▶ [Given problem]
Locate each line in the rows below that contains the string "Mark" and copy those lines. Treat the match as case-sensitive.
* begin Exercise material *
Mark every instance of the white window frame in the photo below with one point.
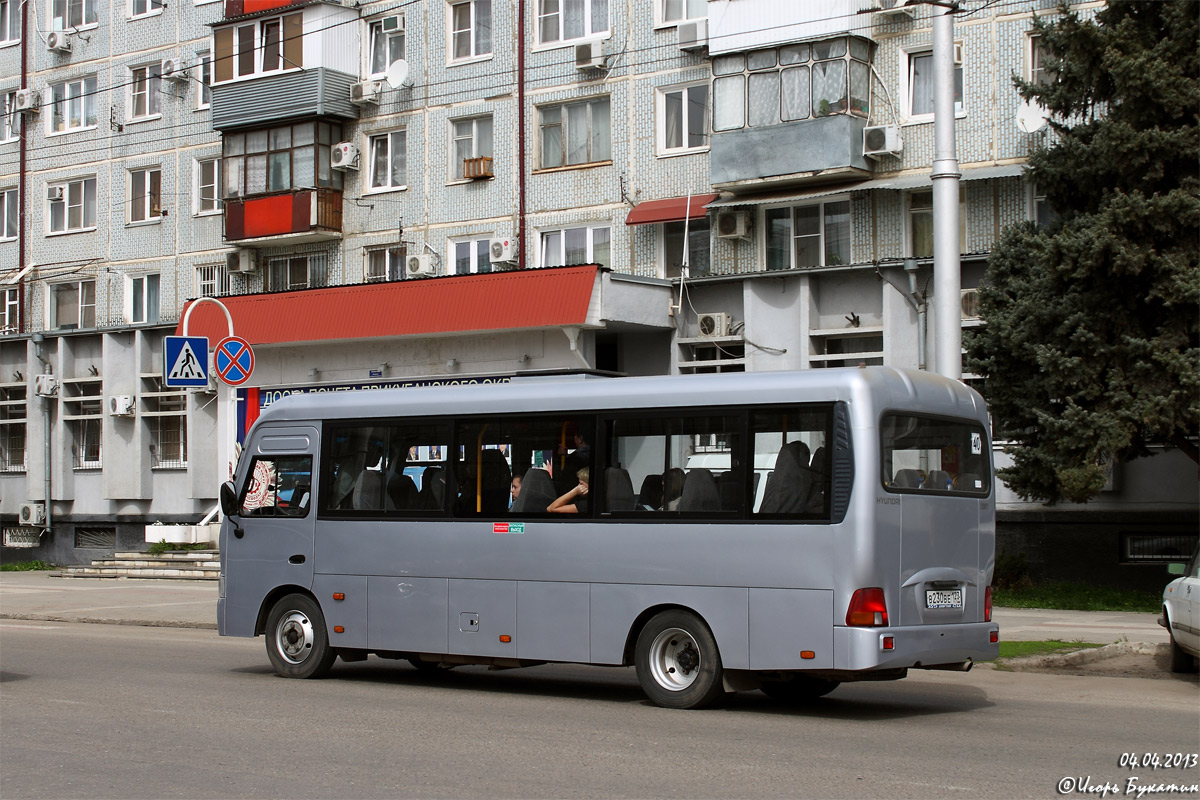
(375, 31)
(143, 298)
(9, 211)
(207, 196)
(75, 194)
(907, 68)
(393, 263)
(820, 238)
(72, 100)
(477, 251)
(660, 121)
(472, 32)
(388, 142)
(144, 206)
(145, 85)
(550, 16)
(546, 241)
* end Exercise material *
▶ [Answer to the task]
Mark every instance of the white window frame in the photo below with one point.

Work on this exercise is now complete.